The first fortification in Cluj-Mănăştur (60, Mănăştur Street),
consisting of ground palisade and defense ditch, dates from the 10th
century. In the 11th century a Benedictine convent was to be found
here, that was destroyed by the Tatar invasion in 1241.
The current church building belonged to the Abbacy of Monasterium
Beatae Mariae Virginis of Clus-Monostra. Patron is the Assumption of
the Virgin Mary; the building kept important documents in time.
In 1437, the Convention of Cluj-Mănăştur sealed understandings
between the gentry and the peasants uprising in Bobâlna. Anthony
the Great, the peasants’ rebel chieftain, was executed here.
The church was partially destroyed by a hit (in the 16th century),
then, by the Tatar invasion in the middle of the 17th century. Only in
the 19th century, the church’s nave, the arches and choir walls
were rebuilt by Roman Catholics.
In the communist period, the church was given to the Romanian Orthodox
religion, and during 1991 - 1994 was used jointly by the Romanian
Orthodox Church and by the Roman Catholic Church. After 1994, the
building has returned to the Catholics and entered a broader process
of restoration.
The Roman Catholic Church "St. Apostles Peter and Paul"
The Neo-Gothic church located at the eastern end of the Boulevard
December 21, 1989 was built on the site of the parish church of the
old village of St. Peter. Although it appears that the current
building no longer preserves the architectural elements of the old
church, its patron saint suggests that the first edifice of worship in
the village had already worked before the great Tartar invasion
between 1241-1242. The first document certifying the existence of the
church in the village of St. Peter dates from the second half of the
fourteenth century. During the time of Reformation, in the last years
of the seventh decade of the sixteenth century, the church was taken
over by the Unitarian denomination serving the needs of this community
until 1716. In the latter year, the edifice of worship - with the
parish church of St. Michael – re-enters in the possession of
Roman Catholic denomination. In 1725 the church was donated to the
Minorite Order, its members settled in the re-founded convent in the
south of the place of worship // halidom. Subsequently, in the late
1770, after the construction of the Minorite church on the current
Heroes Boulevard and the adjacent convent, the order moves to the
centre of the city and its old buildings in the village of Saint Peter
are turned into nursing home and hospital. The church, dedicated now
to the patron saint of the poor, St. Elizabeth, will be used as a
chapel of these new social work institutions. Due to some structural
problems, the old church was demolished. In the period 1844-1846 the
present church was built according to the projects of the most
important representative of romantic architecture in Transylvania, the
Cluj architect Anton Kagerbauer. Around this time, the one-floor
building in neo-Gothic style of the asylum was built in the south of
the church. The edifice of worship is a church-room of neo-Gothic
architecture. The church is flanked by buttresses and is provided with
a polygonal closing choir with a vela type ribbed vaults imitating
network vaulting. The main architectural motif of the façade is
the high tower built in front of the nave. The neo-gothic furniture is
preserved inside the church, its most important parts being the pulpit
and the main altar.

### Listed entries
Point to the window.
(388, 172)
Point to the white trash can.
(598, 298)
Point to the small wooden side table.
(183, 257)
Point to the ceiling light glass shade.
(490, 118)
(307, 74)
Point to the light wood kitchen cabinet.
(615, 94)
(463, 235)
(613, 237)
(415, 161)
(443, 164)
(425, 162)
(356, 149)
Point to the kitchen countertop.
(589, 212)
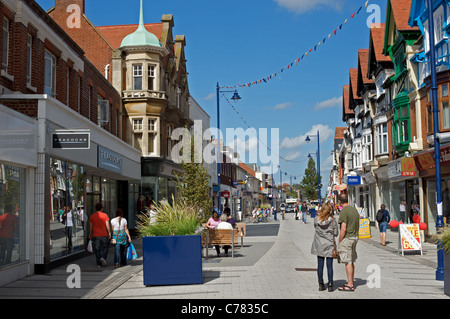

### What the exercise asks
Pick up the text about the two Cluj churches after its last sentence and keep writing it.

### Answer space
The latter comes from a workshop in Munich and is decorated with the
painting of St. Elizabeth and the statues of the two main disciples.
At the beginning of the twentieth century, the choir was decorated
with wall paintings made by the Cluj artist János Stein and in
1926 the nave was also decorated with decorative paintings. The high
relief placed on the facade of asylum renders the most famous scene
from the life of St. Elizabeth, that it distributes food to the needy.
St. Peter's church assembly includes two public Baroque monuments,
relocated to the west and east of the building, on the occasion of
systematization of the city: the old Baroque gate of the parish church
of St. Michael and the Column of St. Mary's the Protector. The Baroque
gate of the church of St. Michael was placed in this location in 1899.
It was built between 1743 and 1747 by the parish priest János
Bíró to commemorate the great plague of previous years.
The central part of the gate is enhanced by the presence of the statue
of the city's patron saint, St. Michael, situated above a niche
harbouring the statue of St. Rosalia, and two statues of saints
protectors of the silent partner - St. John the Baptist and John the
Evangelist.
On the sides, there are placed the statues of the most important
antipestilant saints - St. Francis Xaverius and St. Sebastian on the
left, St. Rochus and St. John of Nepomuk on the right. Gate sculptures
come from one of the most important Baroque sculpture workshops in
Transylvania, that of Johann Nachtigall. Behind the church choir rises
another votive monument of Cluj Baroque, Column of Mary the Immaculate
(St. Mary the Protector), moved here in 1959 in front of Holy Trinity
Roman Catholic Church.
Since 1901 the church of St. Peter works as a parish church serving
the spiritual needs of the Catholic community in the area.
The "Bob" Church, with the patron "Ascension of the Lord" is the
first Greek-Catholic church built in Cluj and the oldest Romanian
church in the city.
The name comes from the bishop Ioan Bob, a Romanian noble, becoming
Greek Catholic bishop of Blaj, at the expense of which the place of
worship was built during 1801-1803 after the plans of the architect
Joseph Leder.
The church was built in Baroque style, with a similar structure
(excepting the tower) to that of the Orthodox Church on the Hill.
The wedding of Veronica Micle, a close friend of the national poet
Mihai Eminescu, with Stefan Micle, future chancellor of the University
of Iasi, took place in this church.
The Calvin Church with Rooster (84, Motilor Street) was built
according to the plans of the architect Kos Károly from
Timisoara (1883-1977), in Secession style during 1913-1914. The
Southern tower of the church is showing a rooster - a symbol of the
light that ensures against the devil. According to legend, the devil
operates until the first song of rooster. The church, built in the way
of Romanic churches, is decorated with the motifs of the Hungarian
ethnographic area - Calata Valley - with ornament vault boxes painted
with drawings by professor Sandor Muhits.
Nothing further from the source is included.